(Data in this exercise Opens)

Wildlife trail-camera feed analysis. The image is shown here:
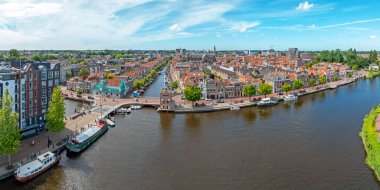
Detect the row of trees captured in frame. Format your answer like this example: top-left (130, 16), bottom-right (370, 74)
top-left (133, 59), bottom-right (170, 89)
top-left (0, 87), bottom-right (65, 168)
top-left (308, 49), bottom-right (379, 69)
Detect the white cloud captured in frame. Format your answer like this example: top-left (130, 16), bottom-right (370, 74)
top-left (370, 35), bottom-right (377, 39)
top-left (169, 24), bottom-right (181, 31)
top-left (216, 32), bottom-right (222, 38)
top-left (0, 1), bottom-right (63, 20)
top-left (230, 21), bottom-right (260, 32)
top-left (296, 1), bottom-right (314, 11)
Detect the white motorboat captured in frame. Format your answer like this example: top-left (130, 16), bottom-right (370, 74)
top-left (257, 98), bottom-right (278, 107)
top-left (230, 106), bottom-right (240, 111)
top-left (130, 105), bottom-right (142, 110)
top-left (284, 94), bottom-right (298, 102)
top-left (116, 108), bottom-right (128, 114)
top-left (126, 108), bottom-right (132, 113)
top-left (14, 151), bottom-right (60, 183)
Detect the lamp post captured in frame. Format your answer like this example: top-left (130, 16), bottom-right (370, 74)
top-left (99, 87), bottom-right (103, 118)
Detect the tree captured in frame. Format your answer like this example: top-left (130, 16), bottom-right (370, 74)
top-left (243, 84), bottom-right (256, 101)
top-left (293, 79), bottom-right (304, 90)
top-left (66, 72), bottom-right (72, 78)
top-left (133, 80), bottom-right (143, 89)
top-left (31, 54), bottom-right (43, 62)
top-left (203, 69), bottom-right (211, 76)
top-left (352, 65), bottom-right (359, 71)
top-left (106, 73), bottom-right (115, 79)
top-left (76, 87), bottom-right (83, 94)
top-left (9, 49), bottom-right (20, 57)
top-left (46, 86), bottom-right (65, 134)
top-left (369, 50), bottom-right (378, 63)
top-left (258, 83), bottom-right (273, 97)
top-left (309, 78), bottom-right (316, 87)
top-left (170, 81), bottom-right (179, 90)
top-left (0, 89), bottom-right (21, 168)
top-left (183, 85), bottom-right (202, 107)
top-left (151, 70), bottom-right (157, 77)
top-left (78, 67), bottom-right (89, 77)
top-left (318, 75), bottom-right (327, 85)
top-left (281, 83), bottom-right (292, 95)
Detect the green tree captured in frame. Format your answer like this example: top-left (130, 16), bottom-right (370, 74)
top-left (318, 75), bottom-right (327, 85)
top-left (184, 85), bottom-right (202, 107)
top-left (106, 73), bottom-right (115, 79)
top-left (46, 86), bottom-right (65, 134)
top-left (352, 65), bottom-right (359, 71)
top-left (243, 84), bottom-right (256, 101)
top-left (76, 87), bottom-right (83, 94)
top-left (203, 69), bottom-right (211, 76)
top-left (281, 83), bottom-right (292, 95)
top-left (9, 49), bottom-right (20, 57)
top-left (0, 89), bottom-right (21, 168)
top-left (293, 79), bottom-right (304, 90)
top-left (309, 78), bottom-right (316, 87)
top-left (151, 70), bottom-right (157, 77)
top-left (31, 54), bottom-right (43, 62)
top-left (133, 80), bottom-right (143, 89)
top-left (258, 83), bottom-right (273, 97)
top-left (78, 67), bottom-right (89, 77)
top-left (66, 72), bottom-right (72, 78)
top-left (369, 50), bottom-right (378, 63)
top-left (170, 81), bottom-right (179, 90)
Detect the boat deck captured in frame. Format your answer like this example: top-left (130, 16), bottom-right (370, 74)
top-left (74, 126), bottom-right (101, 143)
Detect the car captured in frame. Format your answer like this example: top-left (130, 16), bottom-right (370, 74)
top-left (88, 96), bottom-right (94, 99)
top-left (76, 94), bottom-right (82, 98)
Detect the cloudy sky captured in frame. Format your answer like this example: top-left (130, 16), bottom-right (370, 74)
top-left (0, 0), bottom-right (379, 50)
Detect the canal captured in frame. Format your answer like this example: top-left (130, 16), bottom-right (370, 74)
top-left (143, 71), bottom-right (166, 98)
top-left (1, 78), bottom-right (380, 190)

(Data in this exercise Closes)

__Task statement__
Would you reproduce the lines above exactly, without carrying over the pictures?

__Answer to this problem__
Wildlife trail-camera feed analysis. The image is shown here:
Detect the row of trees captured in frame. Format your answer like this example: top-left (130, 16), bottom-right (370, 74)
top-left (133, 59), bottom-right (170, 89)
top-left (0, 87), bottom-right (65, 168)
top-left (308, 49), bottom-right (379, 69)
Detect the white cloud captured in frame. Format your answer like this example: top-left (130, 16), bottom-right (370, 74)
top-left (370, 35), bottom-right (377, 39)
top-left (169, 24), bottom-right (181, 31)
top-left (216, 32), bottom-right (222, 38)
top-left (0, 1), bottom-right (63, 20)
top-left (230, 21), bottom-right (260, 32)
top-left (296, 1), bottom-right (314, 11)
Detect the white motorboat captured in frame. Format your answer like this example: top-left (130, 16), bottom-right (370, 74)
top-left (257, 98), bottom-right (278, 107)
top-left (230, 106), bottom-right (240, 111)
top-left (130, 105), bottom-right (142, 110)
top-left (284, 94), bottom-right (298, 102)
top-left (116, 108), bottom-right (128, 114)
top-left (126, 108), bottom-right (132, 113)
top-left (14, 151), bottom-right (60, 183)
Detect the lamp post captured in frame. Format your answer like this example: top-left (130, 16), bottom-right (370, 74)
top-left (99, 87), bottom-right (103, 118)
Detect the tree captured in frame. Format your answer like this example: top-left (130, 16), bottom-right (370, 74)
top-left (243, 84), bottom-right (256, 101)
top-left (293, 79), bottom-right (304, 90)
top-left (66, 72), bottom-right (72, 78)
top-left (133, 80), bottom-right (143, 89)
top-left (31, 54), bottom-right (43, 62)
top-left (203, 69), bottom-right (211, 76)
top-left (352, 65), bottom-right (359, 71)
top-left (106, 73), bottom-right (115, 79)
top-left (76, 87), bottom-right (83, 94)
top-left (9, 49), bottom-right (20, 57)
top-left (46, 86), bottom-right (65, 134)
top-left (369, 50), bottom-right (378, 63)
top-left (258, 83), bottom-right (273, 97)
top-left (309, 78), bottom-right (316, 87)
top-left (170, 81), bottom-right (179, 90)
top-left (0, 89), bottom-right (21, 168)
top-left (183, 85), bottom-right (202, 107)
top-left (151, 70), bottom-right (157, 77)
top-left (78, 67), bottom-right (89, 77)
top-left (318, 75), bottom-right (327, 85)
top-left (281, 83), bottom-right (292, 95)
Detect the green tree captured in frame. Format your answer like this example: top-left (130, 16), bottom-right (370, 74)
top-left (318, 75), bottom-right (327, 85)
top-left (184, 85), bottom-right (202, 107)
top-left (106, 73), bottom-right (115, 79)
top-left (46, 86), bottom-right (65, 134)
top-left (352, 65), bottom-right (359, 71)
top-left (243, 84), bottom-right (256, 101)
top-left (76, 87), bottom-right (83, 94)
top-left (203, 69), bottom-right (211, 76)
top-left (281, 83), bottom-right (292, 95)
top-left (9, 49), bottom-right (20, 57)
top-left (0, 89), bottom-right (21, 168)
top-left (293, 79), bottom-right (304, 90)
top-left (309, 78), bottom-right (316, 87)
top-left (151, 70), bottom-right (157, 77)
top-left (31, 54), bottom-right (43, 62)
top-left (133, 80), bottom-right (143, 89)
top-left (258, 83), bottom-right (273, 97)
top-left (78, 67), bottom-right (89, 77)
top-left (66, 72), bottom-right (72, 78)
top-left (369, 50), bottom-right (378, 63)
top-left (170, 81), bottom-right (179, 90)
Detect the boat deck captured in frame. Format your answer like this example: top-left (130, 16), bottom-right (370, 74)
top-left (74, 126), bottom-right (101, 143)
Detect the car captured in frame. Format your answer like this example: top-left (130, 16), bottom-right (370, 74)
top-left (88, 96), bottom-right (94, 99)
top-left (76, 94), bottom-right (82, 98)
Detect the cloudy sky captured in frame. Format your answer like this example: top-left (130, 16), bottom-right (370, 74)
top-left (0, 0), bottom-right (379, 50)
Detect the canal captured in frame. Format your answer like this example: top-left (130, 16), bottom-right (370, 74)
top-left (143, 71), bottom-right (166, 98)
top-left (1, 78), bottom-right (380, 190)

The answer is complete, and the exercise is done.